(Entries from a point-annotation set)
----

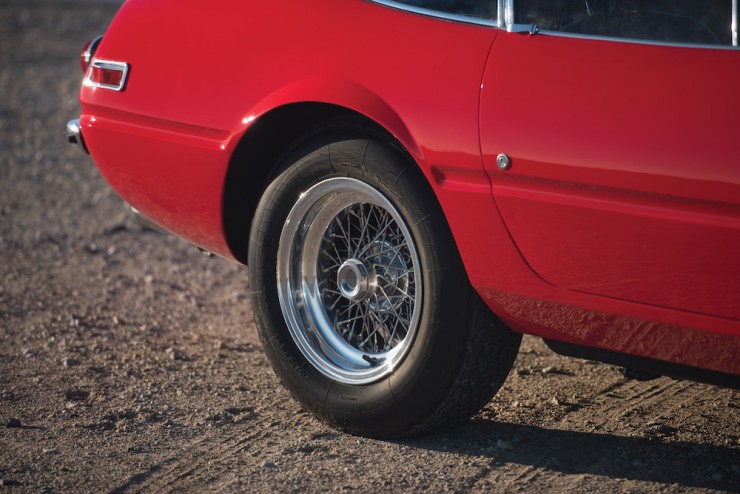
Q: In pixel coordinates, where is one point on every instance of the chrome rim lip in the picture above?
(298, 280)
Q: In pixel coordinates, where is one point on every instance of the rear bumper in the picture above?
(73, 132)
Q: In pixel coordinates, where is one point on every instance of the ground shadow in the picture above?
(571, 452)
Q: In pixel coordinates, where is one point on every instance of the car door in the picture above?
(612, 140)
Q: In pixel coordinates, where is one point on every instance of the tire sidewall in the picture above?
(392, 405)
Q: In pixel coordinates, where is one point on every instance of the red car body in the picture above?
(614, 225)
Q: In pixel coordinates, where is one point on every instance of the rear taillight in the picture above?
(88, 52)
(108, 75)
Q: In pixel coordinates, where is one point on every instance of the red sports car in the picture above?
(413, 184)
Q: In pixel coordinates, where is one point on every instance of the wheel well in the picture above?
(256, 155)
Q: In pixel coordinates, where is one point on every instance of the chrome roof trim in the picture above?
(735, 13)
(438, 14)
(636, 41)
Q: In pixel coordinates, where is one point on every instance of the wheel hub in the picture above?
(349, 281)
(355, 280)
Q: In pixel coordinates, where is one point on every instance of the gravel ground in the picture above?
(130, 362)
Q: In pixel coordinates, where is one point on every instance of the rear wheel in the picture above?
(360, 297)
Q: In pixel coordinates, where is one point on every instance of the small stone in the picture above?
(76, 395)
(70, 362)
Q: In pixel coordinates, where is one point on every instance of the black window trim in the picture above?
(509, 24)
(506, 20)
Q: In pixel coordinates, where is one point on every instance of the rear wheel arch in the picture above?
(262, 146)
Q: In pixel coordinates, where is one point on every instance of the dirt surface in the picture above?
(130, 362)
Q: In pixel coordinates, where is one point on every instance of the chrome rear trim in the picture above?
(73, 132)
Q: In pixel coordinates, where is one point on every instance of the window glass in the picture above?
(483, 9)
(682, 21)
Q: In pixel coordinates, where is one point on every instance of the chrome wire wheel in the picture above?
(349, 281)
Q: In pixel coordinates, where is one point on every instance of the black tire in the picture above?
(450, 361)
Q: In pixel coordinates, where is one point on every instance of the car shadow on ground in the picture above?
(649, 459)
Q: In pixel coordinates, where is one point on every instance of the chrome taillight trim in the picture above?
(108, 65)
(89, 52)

----

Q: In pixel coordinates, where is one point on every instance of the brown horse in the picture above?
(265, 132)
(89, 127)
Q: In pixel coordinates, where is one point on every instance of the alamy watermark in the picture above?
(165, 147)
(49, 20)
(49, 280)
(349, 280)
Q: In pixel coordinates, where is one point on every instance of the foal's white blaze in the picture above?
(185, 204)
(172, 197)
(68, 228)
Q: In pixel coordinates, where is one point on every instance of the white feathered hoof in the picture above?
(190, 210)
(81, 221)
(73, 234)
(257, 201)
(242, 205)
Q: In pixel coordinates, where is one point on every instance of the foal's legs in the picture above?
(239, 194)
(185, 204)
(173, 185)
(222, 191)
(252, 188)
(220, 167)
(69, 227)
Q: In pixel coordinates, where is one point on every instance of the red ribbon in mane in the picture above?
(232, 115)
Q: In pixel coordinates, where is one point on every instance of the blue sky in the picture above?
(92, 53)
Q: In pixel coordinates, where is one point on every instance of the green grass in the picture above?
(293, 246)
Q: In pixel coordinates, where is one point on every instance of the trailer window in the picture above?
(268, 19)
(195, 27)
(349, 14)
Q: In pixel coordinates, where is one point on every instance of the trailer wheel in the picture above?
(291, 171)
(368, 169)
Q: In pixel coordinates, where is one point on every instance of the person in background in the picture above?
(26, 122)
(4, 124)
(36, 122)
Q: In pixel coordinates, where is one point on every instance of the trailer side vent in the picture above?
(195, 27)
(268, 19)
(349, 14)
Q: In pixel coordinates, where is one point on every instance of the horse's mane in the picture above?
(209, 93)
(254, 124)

----

*TASK TO CARRY OUT*
List every line of the material above that contains the string "foal", treating uppercase and lowercase as different.

*COMPLETE OUTPUT*
Q: In pixel coordinates, where is one point on every instance of the foal's white blaze in the picture above?
Q: In pixel coordinates, where is one point on every instance of the foal's legs in the picture above?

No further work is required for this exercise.